Redcliffe Salaman’s monumental book was first published in 1949, though it bears the mark of many long years in the making. A revised edition now appears with a new introduction by J.G. Hawkes. This account of the causes and effects of European potato-eating is also a history of poverty and of the manner in which the potato, ‘the root of misery’, helped to confine the poor within their poverty. Salaman describes the process as it operated, with the most classical simplicity, in Ireland: ‘by reducing the cost of living to the lowest possible limit, it caused the value of labour to fall to a corresponding level.’ Marie Antoinette thought the flowers of the potato plant were so pretty she could not resist tucking them in her hair. This was a precise visual equivalent of saying, ‘Let them eat cake’: an innocent, ignorant, provocative act.

The origins of the potato in its native South America are unimaginably ancient but, for Europe, it is a modern vegetable, uniquely suited to the economics of the modern period. It was brought from Peru in the 16th century by the Spanish Conquistadores, who, says Salaman, ‘immediately recognised its economic importance and at once relegated it as a food for slaves’. The tuber formed part of the booty of Spanish imperialism, a part with as far-reaching a significance as syphilis. How it got to Britain is a mystery. The legend that Raleigh brought it home from Virginia does not hold water: Raleigh never visited Virginia, where, in any case, the potato did not grow. Another legend persistently posits a shipwreck – a remnant of the Armada with potatoes amongst its stores foundering off the coast of Ireland, or Wales, or Lancashire, or all three.

*Recorded information*:
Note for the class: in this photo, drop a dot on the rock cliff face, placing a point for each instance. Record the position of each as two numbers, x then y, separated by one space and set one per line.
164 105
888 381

*Written task*:
Copy word for word from the potato text, starting at the words "Redcliffe Salaman’s monumental" and stopping after "ignorant, provocative act.".

*Task answer*:
Redcliffe Salaman’s monumental book was first published in 1949, though it bears the mark of many long years in the making. A revised edition now appears with a new introduction by J.G. Hawkes. This account of the causes and effects of European potato-eating is also a history of poverty and of the manner in which the potato, ‘the root of misery’, helped to confine the poor within their poverty. Salaman describes the process as it operated, with the most classical simplicity, in Ireland: ‘by reducing the cost of living to the lowest possible limit, it caused the value of labour to fall to a corresponding level.’ Marie Antoinette thought the flowers of the potato plant were so pretty she could not resist tucking them in her hair. This was a precise visual equivalent of saying, ‘Let them eat cake’: an innocent, ignorant, provocative act.